> **Directive**:
Return each line of the data below that contains the string "engraved", treating uppercase and lowercase letters as different.

-- Begin Exercise materials --

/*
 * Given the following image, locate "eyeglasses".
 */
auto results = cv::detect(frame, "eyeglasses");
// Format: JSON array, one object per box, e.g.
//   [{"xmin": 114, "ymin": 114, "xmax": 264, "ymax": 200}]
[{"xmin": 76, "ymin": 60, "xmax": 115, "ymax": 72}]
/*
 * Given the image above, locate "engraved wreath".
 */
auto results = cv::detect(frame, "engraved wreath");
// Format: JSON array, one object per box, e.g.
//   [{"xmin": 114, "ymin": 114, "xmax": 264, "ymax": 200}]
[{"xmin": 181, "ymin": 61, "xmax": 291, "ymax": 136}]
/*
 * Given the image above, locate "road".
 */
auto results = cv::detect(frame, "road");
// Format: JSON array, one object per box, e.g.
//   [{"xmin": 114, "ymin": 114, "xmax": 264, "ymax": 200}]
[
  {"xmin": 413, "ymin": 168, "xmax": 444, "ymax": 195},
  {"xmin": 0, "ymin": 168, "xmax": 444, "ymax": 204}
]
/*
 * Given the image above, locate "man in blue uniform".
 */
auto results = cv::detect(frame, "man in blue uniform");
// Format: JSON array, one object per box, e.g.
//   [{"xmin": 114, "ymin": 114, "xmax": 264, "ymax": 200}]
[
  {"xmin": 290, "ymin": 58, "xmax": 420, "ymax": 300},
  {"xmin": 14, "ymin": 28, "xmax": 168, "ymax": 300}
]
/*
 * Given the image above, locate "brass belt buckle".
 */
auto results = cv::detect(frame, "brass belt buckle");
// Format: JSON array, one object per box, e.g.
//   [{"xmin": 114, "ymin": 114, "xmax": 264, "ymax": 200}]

-- End Exercise materials --

> **Reply**:
 * Given the image above, locate "engraved wreath".
auto results = cv::detect(frame, "engraved wreath");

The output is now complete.